**Excerpt to read:**
Market Entry Strategy
• Hong Kong agents and distributors can increase sales of U.S. products in both Hong Kong and mainland China. Given mainland China's size and diversity, it is usually advantageous to work with different agents for different regions of mainland China. Hong Kong-based agents and distributors usually include Macau and Southern China in their coverage territory, and often have networks to other major regions in mainland China.

Stored records:

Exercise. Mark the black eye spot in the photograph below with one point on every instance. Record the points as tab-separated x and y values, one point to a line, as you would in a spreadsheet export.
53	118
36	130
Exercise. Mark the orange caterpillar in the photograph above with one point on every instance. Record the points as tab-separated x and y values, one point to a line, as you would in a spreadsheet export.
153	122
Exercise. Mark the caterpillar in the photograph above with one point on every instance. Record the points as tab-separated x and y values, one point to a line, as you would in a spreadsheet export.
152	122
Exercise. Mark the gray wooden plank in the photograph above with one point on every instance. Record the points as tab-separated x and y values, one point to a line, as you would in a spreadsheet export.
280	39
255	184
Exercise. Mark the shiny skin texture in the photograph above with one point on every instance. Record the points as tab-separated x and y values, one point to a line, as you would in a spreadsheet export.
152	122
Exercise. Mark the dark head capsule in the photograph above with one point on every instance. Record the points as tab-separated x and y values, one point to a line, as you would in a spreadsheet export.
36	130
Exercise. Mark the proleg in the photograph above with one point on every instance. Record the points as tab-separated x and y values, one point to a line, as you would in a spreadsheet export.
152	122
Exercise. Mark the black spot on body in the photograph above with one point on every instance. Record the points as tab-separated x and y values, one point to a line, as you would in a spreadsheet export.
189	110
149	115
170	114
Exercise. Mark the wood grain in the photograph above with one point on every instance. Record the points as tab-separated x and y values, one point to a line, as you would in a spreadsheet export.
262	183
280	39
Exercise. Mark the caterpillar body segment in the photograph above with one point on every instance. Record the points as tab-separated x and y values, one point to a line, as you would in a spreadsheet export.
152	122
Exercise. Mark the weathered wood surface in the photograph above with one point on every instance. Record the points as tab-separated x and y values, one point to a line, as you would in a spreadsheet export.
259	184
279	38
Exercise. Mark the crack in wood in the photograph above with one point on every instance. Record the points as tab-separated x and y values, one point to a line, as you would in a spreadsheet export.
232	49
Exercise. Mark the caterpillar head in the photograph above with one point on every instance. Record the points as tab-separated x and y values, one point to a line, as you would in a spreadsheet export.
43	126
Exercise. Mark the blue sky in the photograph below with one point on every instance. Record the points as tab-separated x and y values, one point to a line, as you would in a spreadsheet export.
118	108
...
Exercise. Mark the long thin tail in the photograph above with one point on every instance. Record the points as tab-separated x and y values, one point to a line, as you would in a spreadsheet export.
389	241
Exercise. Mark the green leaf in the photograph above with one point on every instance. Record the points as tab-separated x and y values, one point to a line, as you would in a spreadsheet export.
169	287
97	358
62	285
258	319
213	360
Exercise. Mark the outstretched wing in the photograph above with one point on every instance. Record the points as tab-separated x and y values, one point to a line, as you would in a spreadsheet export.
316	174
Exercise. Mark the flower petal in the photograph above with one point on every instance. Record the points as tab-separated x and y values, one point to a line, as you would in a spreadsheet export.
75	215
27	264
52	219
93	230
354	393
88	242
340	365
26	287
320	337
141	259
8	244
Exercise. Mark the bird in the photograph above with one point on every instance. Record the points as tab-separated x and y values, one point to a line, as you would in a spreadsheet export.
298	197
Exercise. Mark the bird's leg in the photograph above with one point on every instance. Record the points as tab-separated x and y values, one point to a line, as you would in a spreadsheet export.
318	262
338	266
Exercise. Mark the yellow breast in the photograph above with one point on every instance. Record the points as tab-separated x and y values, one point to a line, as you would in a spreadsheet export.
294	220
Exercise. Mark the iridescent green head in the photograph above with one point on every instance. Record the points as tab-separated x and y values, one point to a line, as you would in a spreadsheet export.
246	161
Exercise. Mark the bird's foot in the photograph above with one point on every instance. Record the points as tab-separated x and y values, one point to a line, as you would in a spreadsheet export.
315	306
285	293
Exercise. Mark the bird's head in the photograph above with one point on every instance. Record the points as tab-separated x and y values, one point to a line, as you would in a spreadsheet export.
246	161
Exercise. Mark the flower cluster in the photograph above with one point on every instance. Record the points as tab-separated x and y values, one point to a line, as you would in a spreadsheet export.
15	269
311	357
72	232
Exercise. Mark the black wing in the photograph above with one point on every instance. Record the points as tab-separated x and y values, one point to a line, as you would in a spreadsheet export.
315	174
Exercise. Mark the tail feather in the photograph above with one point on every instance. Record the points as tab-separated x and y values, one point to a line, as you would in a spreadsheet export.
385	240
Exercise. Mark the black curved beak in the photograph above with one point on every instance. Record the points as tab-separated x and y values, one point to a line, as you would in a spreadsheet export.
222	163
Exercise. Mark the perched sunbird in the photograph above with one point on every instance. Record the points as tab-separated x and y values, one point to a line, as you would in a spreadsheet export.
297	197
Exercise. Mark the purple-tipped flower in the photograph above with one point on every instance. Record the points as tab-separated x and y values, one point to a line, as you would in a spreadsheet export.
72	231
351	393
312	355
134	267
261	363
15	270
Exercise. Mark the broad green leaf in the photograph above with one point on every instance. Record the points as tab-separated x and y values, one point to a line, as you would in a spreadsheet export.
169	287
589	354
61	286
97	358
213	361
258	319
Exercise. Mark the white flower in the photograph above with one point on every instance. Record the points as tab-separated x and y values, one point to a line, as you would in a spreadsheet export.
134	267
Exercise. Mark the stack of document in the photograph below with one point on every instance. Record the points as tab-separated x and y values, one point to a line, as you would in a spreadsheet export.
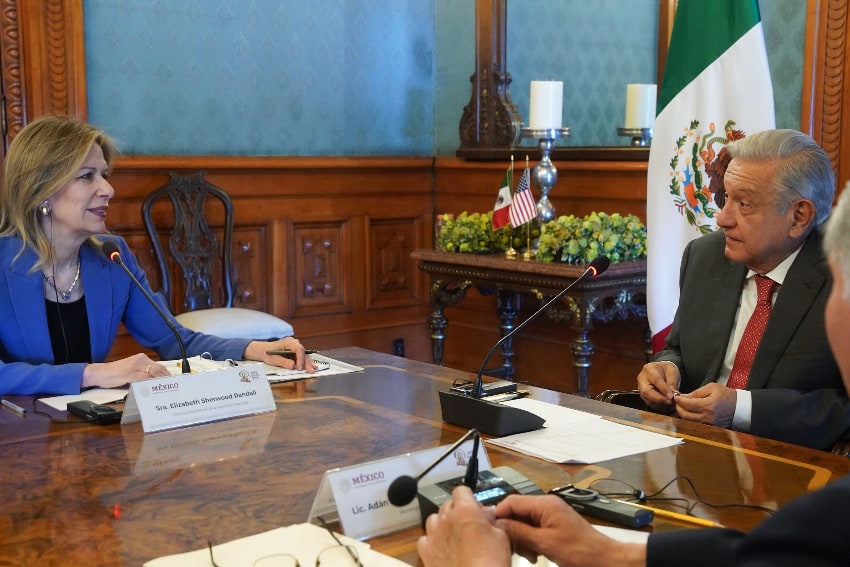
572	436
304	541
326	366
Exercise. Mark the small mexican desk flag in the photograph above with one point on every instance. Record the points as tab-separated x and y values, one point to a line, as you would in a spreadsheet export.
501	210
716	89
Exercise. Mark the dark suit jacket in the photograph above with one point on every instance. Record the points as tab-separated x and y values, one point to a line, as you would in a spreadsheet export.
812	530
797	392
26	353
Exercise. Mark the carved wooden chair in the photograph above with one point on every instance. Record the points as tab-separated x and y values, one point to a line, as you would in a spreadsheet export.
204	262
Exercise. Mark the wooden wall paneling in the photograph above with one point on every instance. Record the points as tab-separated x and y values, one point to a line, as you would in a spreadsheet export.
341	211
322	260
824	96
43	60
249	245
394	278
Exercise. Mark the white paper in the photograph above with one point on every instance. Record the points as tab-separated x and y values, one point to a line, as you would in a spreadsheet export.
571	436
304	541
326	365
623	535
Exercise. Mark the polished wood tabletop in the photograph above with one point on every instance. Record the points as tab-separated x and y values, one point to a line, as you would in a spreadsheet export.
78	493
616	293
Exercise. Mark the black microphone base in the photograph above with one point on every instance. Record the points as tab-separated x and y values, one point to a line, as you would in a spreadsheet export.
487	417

**Exercise brief:**
Continue the excerpt on market entry strategy for U.S. products through Hong Kong, picking up after its final sentence.

**Result:**
• Hong Kong firms are eager to work with serious exporters. U.S. firms can show commitment to success in this market by using metric measurements, providing Chinese-language materials, responding quickly to inquiries, meeting relevant standards, and visiting the market for first-hand understanding and relationship building.
• Companies considering entering this market should understand Hong Kong's fast-paced business climate. Decisions are made quickly. Firms must respond immediately to inquiries or risk losing opportunities to faster-moving competitors.